- **WORK TO COMPLETE**:
Exactly reproduce the lines beginning with the line that includes "Exercise. Pick out the golden onion" and ending with the last line of the data.

- **RECORDS TO USE**:
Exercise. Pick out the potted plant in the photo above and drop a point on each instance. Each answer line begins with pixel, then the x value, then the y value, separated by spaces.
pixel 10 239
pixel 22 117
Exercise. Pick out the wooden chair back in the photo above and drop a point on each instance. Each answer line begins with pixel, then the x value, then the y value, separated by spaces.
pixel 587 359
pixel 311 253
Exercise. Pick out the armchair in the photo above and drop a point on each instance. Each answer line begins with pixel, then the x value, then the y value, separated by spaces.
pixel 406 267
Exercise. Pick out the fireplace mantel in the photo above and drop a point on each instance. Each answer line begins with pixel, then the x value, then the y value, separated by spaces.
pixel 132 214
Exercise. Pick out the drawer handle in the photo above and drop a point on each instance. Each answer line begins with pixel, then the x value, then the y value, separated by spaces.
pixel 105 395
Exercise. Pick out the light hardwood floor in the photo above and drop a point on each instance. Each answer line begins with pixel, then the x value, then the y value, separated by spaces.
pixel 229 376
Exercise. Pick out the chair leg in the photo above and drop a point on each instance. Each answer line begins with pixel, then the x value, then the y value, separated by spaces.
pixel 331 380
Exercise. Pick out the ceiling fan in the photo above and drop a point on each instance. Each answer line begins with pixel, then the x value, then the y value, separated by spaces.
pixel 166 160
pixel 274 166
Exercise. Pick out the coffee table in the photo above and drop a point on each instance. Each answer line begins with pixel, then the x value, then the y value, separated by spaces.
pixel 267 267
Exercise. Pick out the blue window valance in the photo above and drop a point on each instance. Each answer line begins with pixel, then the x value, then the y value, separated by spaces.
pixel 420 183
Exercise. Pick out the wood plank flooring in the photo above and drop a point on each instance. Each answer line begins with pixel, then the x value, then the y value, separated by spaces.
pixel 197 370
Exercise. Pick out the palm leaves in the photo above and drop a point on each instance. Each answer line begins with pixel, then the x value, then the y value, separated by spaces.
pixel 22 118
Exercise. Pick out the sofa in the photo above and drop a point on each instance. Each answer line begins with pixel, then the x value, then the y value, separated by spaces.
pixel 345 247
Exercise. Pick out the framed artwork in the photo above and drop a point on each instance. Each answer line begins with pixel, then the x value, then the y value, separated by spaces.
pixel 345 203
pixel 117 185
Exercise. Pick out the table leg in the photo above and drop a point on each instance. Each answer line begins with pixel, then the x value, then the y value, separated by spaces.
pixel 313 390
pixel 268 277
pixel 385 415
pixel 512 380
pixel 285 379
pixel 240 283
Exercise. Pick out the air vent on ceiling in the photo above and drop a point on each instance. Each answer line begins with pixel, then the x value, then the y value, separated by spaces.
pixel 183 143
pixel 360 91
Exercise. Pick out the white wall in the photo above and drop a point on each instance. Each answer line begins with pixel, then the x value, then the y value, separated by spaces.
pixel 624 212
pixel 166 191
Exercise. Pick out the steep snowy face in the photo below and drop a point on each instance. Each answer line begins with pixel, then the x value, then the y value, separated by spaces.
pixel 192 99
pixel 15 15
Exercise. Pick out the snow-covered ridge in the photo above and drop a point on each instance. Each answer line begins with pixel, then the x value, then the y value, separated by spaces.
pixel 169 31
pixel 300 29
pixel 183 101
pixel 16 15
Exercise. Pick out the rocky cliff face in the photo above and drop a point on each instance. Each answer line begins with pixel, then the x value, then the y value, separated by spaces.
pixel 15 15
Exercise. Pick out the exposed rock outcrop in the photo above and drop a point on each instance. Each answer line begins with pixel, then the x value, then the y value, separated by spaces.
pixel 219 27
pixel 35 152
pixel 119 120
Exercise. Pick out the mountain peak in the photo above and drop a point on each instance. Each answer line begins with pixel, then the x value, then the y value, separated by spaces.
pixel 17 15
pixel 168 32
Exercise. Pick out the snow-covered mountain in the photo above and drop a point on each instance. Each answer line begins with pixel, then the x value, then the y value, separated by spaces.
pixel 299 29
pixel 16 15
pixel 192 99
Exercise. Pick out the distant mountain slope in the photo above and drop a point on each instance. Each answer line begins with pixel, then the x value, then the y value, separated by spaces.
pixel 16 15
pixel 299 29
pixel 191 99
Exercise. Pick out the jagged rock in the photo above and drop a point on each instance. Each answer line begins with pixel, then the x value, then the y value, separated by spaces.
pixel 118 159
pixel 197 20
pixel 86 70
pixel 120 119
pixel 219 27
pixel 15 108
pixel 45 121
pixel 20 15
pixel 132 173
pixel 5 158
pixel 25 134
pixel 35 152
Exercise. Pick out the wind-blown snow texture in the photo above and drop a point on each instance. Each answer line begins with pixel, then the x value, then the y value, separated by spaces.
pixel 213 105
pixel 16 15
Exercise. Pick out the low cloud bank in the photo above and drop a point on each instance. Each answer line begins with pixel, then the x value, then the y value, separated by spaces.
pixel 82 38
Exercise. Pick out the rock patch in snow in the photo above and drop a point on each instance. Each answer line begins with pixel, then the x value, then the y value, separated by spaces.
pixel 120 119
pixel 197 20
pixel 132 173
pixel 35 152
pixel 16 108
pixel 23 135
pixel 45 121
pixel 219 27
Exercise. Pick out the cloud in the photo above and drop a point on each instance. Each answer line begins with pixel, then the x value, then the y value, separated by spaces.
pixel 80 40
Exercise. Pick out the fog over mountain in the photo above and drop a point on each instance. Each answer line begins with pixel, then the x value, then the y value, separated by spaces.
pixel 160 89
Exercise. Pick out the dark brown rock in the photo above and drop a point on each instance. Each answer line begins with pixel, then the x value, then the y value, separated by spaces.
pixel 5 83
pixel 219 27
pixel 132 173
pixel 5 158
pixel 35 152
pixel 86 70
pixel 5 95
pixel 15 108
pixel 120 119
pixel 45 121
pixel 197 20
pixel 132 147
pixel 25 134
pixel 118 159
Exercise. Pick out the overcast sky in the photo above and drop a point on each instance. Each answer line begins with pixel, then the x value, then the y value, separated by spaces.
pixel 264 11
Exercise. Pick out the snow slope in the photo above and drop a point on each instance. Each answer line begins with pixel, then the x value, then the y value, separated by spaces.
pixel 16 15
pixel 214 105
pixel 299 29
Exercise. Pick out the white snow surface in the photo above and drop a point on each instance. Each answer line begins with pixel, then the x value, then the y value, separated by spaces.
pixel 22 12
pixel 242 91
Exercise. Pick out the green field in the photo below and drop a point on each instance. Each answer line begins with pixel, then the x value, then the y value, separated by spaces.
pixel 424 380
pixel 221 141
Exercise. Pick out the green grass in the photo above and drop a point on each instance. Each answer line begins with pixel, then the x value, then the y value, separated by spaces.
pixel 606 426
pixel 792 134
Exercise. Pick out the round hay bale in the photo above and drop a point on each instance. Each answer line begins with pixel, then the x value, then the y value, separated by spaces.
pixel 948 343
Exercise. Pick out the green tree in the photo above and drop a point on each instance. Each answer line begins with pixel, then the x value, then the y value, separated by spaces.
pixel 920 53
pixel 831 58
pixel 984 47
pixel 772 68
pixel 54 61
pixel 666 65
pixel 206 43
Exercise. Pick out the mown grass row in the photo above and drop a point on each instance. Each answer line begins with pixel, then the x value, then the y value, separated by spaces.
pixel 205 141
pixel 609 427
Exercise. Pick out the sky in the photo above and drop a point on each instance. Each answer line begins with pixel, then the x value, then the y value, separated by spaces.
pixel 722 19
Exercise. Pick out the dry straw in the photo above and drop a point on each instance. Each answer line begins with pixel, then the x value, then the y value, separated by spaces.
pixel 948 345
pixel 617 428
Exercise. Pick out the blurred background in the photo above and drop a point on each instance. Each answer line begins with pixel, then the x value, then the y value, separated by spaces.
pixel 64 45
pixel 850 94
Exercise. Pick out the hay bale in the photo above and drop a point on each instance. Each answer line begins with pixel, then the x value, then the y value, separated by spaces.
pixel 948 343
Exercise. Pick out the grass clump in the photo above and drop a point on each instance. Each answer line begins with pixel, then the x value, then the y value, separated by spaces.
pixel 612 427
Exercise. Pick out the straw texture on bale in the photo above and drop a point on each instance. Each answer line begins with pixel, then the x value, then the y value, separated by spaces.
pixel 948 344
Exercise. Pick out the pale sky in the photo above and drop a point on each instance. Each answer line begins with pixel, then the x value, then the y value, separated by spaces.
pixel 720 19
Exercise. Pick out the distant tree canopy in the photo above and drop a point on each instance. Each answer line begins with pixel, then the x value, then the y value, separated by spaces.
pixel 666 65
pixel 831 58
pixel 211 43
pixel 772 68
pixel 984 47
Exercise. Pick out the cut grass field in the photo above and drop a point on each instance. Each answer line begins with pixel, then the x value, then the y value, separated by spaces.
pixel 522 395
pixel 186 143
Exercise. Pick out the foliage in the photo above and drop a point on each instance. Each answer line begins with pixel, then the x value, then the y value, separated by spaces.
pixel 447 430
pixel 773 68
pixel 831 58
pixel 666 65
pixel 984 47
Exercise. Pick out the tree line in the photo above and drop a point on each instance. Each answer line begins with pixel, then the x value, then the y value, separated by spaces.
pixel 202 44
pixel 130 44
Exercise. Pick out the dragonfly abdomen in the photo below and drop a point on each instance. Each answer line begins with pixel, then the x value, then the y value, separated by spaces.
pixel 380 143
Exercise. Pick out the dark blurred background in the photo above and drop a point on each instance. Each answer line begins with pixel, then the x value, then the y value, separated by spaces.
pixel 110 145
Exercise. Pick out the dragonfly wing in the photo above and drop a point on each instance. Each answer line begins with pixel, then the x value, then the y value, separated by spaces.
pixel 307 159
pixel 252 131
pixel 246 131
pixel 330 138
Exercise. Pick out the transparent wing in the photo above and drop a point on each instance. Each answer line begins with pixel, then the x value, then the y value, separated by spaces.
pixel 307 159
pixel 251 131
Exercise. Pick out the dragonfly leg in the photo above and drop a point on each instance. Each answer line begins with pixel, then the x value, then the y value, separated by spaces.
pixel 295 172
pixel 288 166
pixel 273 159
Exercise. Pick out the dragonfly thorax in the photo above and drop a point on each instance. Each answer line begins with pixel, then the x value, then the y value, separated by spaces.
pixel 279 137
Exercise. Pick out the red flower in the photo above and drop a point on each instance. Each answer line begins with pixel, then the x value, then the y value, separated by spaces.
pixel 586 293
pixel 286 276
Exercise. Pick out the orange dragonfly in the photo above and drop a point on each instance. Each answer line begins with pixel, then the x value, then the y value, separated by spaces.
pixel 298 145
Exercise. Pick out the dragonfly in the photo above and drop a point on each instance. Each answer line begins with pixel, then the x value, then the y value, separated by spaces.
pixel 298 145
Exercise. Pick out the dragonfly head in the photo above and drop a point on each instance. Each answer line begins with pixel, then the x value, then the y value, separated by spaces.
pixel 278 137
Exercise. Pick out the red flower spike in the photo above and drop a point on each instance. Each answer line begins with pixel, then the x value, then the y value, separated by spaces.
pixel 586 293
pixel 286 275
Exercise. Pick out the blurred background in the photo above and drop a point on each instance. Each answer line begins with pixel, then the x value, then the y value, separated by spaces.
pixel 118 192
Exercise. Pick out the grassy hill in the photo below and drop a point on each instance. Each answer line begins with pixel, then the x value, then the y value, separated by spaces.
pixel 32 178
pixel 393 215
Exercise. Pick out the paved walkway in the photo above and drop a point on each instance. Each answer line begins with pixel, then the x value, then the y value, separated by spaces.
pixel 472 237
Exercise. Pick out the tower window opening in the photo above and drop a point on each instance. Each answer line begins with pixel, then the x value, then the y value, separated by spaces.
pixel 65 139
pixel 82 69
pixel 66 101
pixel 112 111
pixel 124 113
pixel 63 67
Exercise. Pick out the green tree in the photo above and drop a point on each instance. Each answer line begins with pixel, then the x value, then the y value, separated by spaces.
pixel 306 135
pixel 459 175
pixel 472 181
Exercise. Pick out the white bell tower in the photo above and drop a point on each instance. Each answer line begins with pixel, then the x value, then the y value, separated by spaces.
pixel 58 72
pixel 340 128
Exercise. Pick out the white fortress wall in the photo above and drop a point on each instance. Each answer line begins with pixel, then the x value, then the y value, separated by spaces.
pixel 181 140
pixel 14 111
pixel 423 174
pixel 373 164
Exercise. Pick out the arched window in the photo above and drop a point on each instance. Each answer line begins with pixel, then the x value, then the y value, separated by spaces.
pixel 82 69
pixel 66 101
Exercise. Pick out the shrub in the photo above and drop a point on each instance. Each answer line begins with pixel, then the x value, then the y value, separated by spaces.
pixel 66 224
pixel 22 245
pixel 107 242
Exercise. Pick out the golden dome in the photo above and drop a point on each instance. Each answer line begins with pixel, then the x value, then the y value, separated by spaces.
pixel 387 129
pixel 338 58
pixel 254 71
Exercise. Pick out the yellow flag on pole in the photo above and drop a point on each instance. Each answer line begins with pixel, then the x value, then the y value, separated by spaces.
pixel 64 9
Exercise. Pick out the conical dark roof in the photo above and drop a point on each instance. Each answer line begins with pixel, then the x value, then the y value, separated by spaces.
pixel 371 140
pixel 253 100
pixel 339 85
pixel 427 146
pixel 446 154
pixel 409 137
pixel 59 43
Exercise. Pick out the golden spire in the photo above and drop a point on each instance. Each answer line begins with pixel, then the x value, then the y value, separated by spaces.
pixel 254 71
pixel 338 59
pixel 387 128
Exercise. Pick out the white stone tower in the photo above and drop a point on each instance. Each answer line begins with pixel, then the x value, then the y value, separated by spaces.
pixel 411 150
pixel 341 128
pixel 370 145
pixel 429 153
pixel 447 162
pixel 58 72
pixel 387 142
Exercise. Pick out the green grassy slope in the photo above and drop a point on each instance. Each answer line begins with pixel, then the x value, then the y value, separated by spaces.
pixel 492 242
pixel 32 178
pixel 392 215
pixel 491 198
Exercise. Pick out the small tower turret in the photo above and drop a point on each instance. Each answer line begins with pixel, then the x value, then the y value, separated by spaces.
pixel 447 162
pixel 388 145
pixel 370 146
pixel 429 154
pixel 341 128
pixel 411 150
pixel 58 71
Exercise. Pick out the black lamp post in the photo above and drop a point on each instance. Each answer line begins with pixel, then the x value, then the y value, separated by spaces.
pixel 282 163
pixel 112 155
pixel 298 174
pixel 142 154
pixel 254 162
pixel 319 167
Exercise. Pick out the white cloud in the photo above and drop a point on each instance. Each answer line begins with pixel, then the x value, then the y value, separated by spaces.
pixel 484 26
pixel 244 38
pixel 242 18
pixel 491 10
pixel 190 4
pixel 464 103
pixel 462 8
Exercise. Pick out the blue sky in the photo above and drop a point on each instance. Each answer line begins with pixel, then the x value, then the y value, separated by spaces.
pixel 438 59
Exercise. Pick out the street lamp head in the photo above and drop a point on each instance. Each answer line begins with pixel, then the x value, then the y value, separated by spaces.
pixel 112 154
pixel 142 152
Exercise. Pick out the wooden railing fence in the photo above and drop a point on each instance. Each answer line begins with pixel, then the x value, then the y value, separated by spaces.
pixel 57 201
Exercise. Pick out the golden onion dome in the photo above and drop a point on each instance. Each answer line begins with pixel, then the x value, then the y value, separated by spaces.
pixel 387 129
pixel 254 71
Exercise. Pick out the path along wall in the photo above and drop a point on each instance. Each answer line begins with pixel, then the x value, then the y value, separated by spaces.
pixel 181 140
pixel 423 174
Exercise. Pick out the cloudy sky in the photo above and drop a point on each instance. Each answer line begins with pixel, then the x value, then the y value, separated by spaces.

- **ANSWER SECTION**:
Exercise. Pick out the golden onion dome in the photo above and drop a point on each instance. Each answer line begins with pixel, then the x value, then the y value, separated by spaces.
pixel 387 129
pixel 254 71
Exercise. Pick out the path along wall in the photo above and drop a point on each instance. Each answer line begins with pixel, then the x value, then the y value, separated by spaces.
pixel 181 140
pixel 423 174
Exercise. Pick out the cloudy sky in the photo above and drop a point on each instance. Each answer line begins with pixel, then the x value, then the y value, separated by spaces.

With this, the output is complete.